### [Passage provided]

• • •

Many bacteria found at the bottom of the ocean glow in the dark thanks to light generated by their internal chemical reactions. This makes it easier for fish to see and eat them — which is exactly what the bacteria want.
Researcher Margarita Zarubin of Israel's Interuniversity Institute for Marine Sciences put together an ingenious experiment to see how bioluminescent bacteria benefit from their heightened visibility. She placed two groups of bacteria — one that glowed in the dark, and the other that had had this ability genetically suppressed — in a seawater tank full of shrimp and other small marine organisms. The shrimp only took any interest in the bioluminescent bacteria and began dining on them.
Two and a half hours later, the shrimp were now full of glowing bacteria, so much so that their own stomachs had become luminescent. Zarubin then took the glowing shrimp and some normal counterparts and released them into a flume full of hungry cardinalfish. These fish chowed down on the shrimp, but again they were only interested in the glowing ones.

• • •

### [Dataset entries]
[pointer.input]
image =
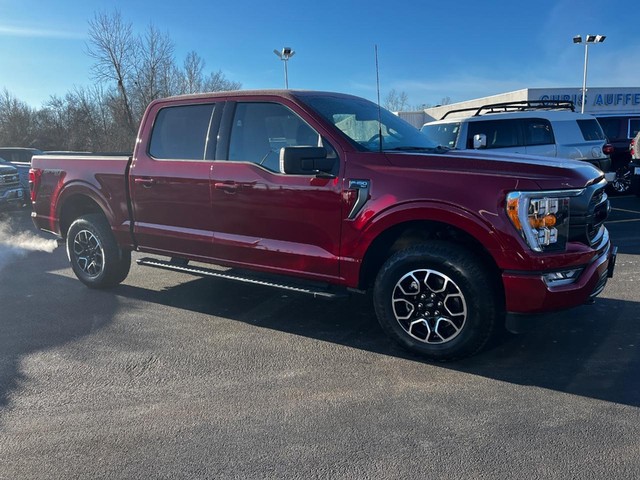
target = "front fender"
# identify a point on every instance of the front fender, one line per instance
(73, 197)
(360, 234)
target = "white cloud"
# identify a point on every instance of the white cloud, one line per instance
(30, 32)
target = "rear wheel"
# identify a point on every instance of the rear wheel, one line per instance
(438, 300)
(95, 257)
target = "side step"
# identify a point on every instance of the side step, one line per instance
(315, 289)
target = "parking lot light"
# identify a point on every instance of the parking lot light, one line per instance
(587, 40)
(285, 54)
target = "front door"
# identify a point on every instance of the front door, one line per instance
(170, 183)
(267, 219)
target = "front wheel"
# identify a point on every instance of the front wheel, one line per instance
(621, 184)
(438, 300)
(95, 257)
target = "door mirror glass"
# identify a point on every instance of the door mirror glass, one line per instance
(479, 141)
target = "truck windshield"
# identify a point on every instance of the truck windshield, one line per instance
(357, 119)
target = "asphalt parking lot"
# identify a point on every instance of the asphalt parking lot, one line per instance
(171, 376)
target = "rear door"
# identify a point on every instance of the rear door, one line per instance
(169, 180)
(262, 217)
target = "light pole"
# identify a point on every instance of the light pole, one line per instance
(285, 54)
(587, 40)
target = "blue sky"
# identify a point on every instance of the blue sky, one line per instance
(430, 50)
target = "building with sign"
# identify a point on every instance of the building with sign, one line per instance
(600, 102)
(616, 108)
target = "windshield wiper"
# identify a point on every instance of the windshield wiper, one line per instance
(438, 149)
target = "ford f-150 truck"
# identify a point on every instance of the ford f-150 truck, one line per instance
(326, 193)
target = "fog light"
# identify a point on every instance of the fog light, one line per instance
(564, 277)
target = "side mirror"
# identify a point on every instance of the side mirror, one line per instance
(479, 141)
(305, 161)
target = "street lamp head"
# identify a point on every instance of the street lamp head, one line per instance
(285, 54)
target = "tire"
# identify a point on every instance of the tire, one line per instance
(621, 184)
(436, 299)
(95, 257)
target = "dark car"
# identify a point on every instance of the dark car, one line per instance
(620, 130)
(12, 195)
(20, 157)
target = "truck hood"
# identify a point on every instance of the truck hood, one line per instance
(548, 173)
(7, 168)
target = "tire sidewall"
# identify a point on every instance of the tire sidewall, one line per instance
(468, 274)
(114, 261)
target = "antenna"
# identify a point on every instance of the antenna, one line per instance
(379, 109)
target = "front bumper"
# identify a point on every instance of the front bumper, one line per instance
(527, 293)
(635, 176)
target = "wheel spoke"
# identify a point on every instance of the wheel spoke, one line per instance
(429, 306)
(88, 253)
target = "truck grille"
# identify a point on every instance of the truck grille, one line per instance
(588, 214)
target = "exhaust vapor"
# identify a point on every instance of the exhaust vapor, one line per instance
(17, 244)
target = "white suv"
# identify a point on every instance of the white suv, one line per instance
(546, 128)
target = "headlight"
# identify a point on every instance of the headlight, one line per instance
(542, 218)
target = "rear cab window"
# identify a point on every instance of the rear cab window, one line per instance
(591, 129)
(181, 132)
(444, 134)
(499, 133)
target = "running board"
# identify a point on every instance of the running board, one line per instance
(317, 291)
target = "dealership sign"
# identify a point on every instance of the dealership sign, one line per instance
(597, 100)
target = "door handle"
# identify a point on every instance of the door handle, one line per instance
(145, 182)
(228, 187)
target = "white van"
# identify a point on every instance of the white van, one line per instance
(546, 128)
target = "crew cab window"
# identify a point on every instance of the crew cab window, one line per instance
(591, 130)
(260, 130)
(538, 131)
(444, 134)
(181, 132)
(499, 133)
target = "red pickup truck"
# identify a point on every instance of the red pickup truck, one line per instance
(325, 193)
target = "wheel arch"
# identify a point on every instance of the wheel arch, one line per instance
(76, 201)
(419, 225)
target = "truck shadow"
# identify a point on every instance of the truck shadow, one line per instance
(591, 351)
(40, 312)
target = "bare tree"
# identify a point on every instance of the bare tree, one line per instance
(17, 121)
(217, 82)
(153, 69)
(192, 74)
(396, 102)
(112, 45)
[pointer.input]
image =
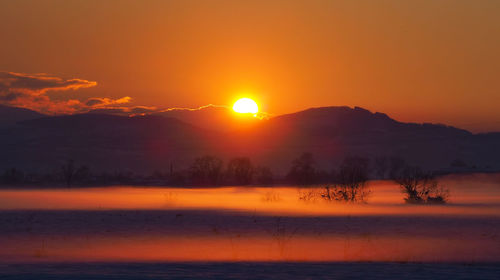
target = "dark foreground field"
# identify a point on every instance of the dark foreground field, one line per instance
(248, 233)
(244, 270)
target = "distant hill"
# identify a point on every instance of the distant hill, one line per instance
(154, 142)
(211, 117)
(12, 115)
(104, 142)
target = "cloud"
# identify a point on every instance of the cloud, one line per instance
(30, 91)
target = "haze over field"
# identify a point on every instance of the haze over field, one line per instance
(249, 139)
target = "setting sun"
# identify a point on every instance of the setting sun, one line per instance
(246, 105)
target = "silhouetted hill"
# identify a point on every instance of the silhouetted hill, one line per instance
(211, 117)
(331, 133)
(104, 142)
(147, 143)
(12, 115)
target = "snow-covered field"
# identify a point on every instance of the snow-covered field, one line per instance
(150, 233)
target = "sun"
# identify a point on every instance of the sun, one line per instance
(245, 105)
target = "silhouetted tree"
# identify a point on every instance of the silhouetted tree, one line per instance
(240, 171)
(303, 170)
(350, 181)
(421, 187)
(206, 170)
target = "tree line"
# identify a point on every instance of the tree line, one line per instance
(347, 183)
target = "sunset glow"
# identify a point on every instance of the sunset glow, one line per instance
(246, 105)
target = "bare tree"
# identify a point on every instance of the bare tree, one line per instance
(206, 170)
(303, 170)
(421, 187)
(350, 182)
(240, 171)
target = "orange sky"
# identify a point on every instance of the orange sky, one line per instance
(433, 61)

• • •

### [Complete the following]
[1] From the passage on glowing ocean bacteria, list every kind of living thing it names.
[2] According to the passage on glowing ocean bacteria, how long did it take for the shrimp's stomachs to become luminescent?
[3] Continue the passage on glowing ocean bacteria from its last sentence.

### [Written responses]
[1]
- Bacteria
- Fish
- Shrimp
- Other small marine organisms
- Cardinalfish

[2] Two and a half hours.

[3]
Zarubin and her team then had the rare pleasure of sifting through the cardinalfish feces. They discovered that after all this, the original glowing bacteria were still very much alive and had passed through both digestive systems completely unscathed. Like Japanese snails, the bacteria allowed themselves to be eaten so that they could be transported further across the ocean than they could ever travel unaided.
Of course, the group that doesn't seem to benefit at all from this process are the poor shrimp, who get one last meal before being devoured by cardinalfish. Zarubin speculates that the luminescence — and thus their increased visibility to predators — is just something the shrimp and other deep sea organisms have to risk on the ocean floor, where food is scarce and a random glowing bit of bacteria is about as good a meal as you can hope for.